Data extracted from a collection:
***

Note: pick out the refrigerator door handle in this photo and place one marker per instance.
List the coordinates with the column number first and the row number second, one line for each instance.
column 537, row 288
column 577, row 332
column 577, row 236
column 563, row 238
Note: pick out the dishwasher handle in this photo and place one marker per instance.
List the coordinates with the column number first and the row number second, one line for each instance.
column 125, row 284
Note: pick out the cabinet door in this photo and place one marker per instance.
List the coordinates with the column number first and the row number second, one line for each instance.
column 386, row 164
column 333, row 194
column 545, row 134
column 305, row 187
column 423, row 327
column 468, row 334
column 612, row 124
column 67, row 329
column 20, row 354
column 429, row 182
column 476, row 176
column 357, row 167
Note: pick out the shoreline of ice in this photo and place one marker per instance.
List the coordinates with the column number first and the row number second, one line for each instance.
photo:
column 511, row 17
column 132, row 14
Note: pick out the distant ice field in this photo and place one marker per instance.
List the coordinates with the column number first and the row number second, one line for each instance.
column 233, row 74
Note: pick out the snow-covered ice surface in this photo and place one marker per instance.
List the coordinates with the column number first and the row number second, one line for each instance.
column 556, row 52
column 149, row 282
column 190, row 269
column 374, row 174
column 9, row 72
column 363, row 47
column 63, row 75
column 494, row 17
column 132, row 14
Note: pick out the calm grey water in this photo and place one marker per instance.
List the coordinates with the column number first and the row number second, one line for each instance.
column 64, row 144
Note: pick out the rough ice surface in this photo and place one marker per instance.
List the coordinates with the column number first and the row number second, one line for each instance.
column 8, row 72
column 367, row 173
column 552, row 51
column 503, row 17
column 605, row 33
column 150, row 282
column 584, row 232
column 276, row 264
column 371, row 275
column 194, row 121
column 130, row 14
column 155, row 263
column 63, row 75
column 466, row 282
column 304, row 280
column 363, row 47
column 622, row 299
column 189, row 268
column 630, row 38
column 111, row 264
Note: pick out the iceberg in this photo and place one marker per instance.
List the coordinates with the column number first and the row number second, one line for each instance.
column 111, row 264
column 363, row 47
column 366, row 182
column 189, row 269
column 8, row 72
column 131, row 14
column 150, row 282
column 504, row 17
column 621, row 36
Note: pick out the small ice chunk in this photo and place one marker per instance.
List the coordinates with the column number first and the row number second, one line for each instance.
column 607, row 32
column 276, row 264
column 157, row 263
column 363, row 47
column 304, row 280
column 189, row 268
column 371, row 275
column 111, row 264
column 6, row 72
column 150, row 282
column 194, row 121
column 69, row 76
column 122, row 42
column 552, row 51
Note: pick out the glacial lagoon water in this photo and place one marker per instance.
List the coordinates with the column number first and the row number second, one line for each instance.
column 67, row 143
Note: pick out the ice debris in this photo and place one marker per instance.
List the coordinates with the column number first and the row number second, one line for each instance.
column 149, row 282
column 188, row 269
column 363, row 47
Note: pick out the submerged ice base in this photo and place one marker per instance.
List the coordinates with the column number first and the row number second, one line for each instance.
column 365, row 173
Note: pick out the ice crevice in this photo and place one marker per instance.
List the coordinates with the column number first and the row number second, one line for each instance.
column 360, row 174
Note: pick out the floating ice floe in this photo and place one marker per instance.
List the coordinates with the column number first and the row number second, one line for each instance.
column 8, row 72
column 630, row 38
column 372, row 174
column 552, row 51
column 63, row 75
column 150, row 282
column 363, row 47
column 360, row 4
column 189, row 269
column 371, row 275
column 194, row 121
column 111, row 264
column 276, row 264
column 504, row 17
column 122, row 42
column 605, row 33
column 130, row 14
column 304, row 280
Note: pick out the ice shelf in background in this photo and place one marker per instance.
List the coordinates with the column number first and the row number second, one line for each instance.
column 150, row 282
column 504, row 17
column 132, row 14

***

What needs to be done
Copy every record precisely, omitting nothing.

Task response
Note: pick out the refrigerator door handle in this photo and place one marker per instance.
List the coordinates with the column number first and the row number second, one line for each instance.
column 537, row 288
column 577, row 332
column 577, row 236
column 563, row 238
Note: pick out the dishwasher handle in this photo and place one marker per instance.
List the coordinates with the column number first and the row number second, one line for each instance.
column 125, row 284
Note: pick out the cabinet door in this photo and place one marker per instance.
List the coordinates with the column number first and the row number second, one line for each instance.
column 386, row 164
column 333, row 194
column 545, row 134
column 305, row 187
column 423, row 327
column 468, row 334
column 612, row 124
column 67, row 329
column 20, row 354
column 429, row 182
column 476, row 176
column 357, row 167
Note: pick out the shoreline of ice in this photo and place one marker per instance.
List the coordinates with the column number first and the row number second, one line for each instance.
photo:
column 511, row 17
column 132, row 14
Note: pick out the distant ice field in this photo and place one marker per instance.
List the coordinates with the column number first and the row number second, one line for each instance.
column 233, row 74
Note: pick out the snow-covered ice surface in this photo and place one marker per instance.
List the coordinates with the column number first and the row number second, one line for each instance.
column 556, row 52
column 149, row 282
column 190, row 269
column 374, row 174
column 9, row 72
column 363, row 47
column 63, row 75
column 494, row 17
column 132, row 14
Note: pick out the calm grey water in this photo and place one marker per instance.
List the coordinates with the column number first and the row number second, one line for each instance.
column 64, row 144
Note: pick out the rough ice surface in this photo and place one marker per instance.
List the coordinates with the column number first and the row number second, one line for each instance.
column 8, row 72
column 367, row 173
column 552, row 51
column 503, row 17
column 605, row 33
column 150, row 282
column 584, row 232
column 276, row 264
column 371, row 275
column 194, row 121
column 130, row 14
column 155, row 263
column 63, row 75
column 466, row 282
column 304, row 280
column 363, row 47
column 622, row 299
column 189, row 268
column 630, row 38
column 111, row 264
Note: pick out the iceberg in this photo and place one marker per instance.
List the coordinates with the column number first and the row number second, one line for each instance.
column 111, row 264
column 363, row 47
column 366, row 182
column 189, row 269
column 8, row 72
column 131, row 14
column 150, row 282
column 504, row 17
column 621, row 36
Note: pick out the small ice chunk in this photo and place one marker per instance.
List the coordinates with the column number first and the row number second, one line for each instance.
column 607, row 32
column 276, row 264
column 157, row 263
column 363, row 47
column 304, row 280
column 189, row 268
column 371, row 275
column 111, row 264
column 6, row 72
column 150, row 282
column 194, row 121
column 69, row 76
column 122, row 42
column 552, row 51
Note: pick out the glacial lagoon water in this photo and place one marker per instance.
List the coordinates with the column number first and the row number second, one line for each instance.
column 67, row 143
Note: pick out the ice debris in this photo and place one marker per instance.
List the coordinates with the column number first and the row number second, one line for each instance.
column 149, row 282
column 188, row 269
column 363, row 47
Note: pick out the submerged ice base in this photo and place one marker per instance.
List the coordinates with the column number first and the row number second, one line for each instance.
column 365, row 173
Note: pick out the ice crevice in this photo and place one marker per instance.
List the coordinates with the column number first and the row number second, one line for each instance.
column 360, row 174
Note: pick out the floating ice floe in this photo and place one marker per instance.
List the coordinates with the column number first and the row number second, one line for each instance.
column 8, row 72
column 630, row 38
column 372, row 174
column 552, row 51
column 63, row 75
column 150, row 282
column 363, row 47
column 360, row 4
column 189, row 269
column 371, row 275
column 194, row 121
column 111, row 264
column 276, row 264
column 504, row 17
column 122, row 42
column 605, row 33
column 130, row 14
column 304, row 280
Note: pick out the ice shelf in background in this photo and place one marker per instance.
List the coordinates with the column number first and the row number second, one line for each instance.
column 150, row 282
column 504, row 17
column 132, row 14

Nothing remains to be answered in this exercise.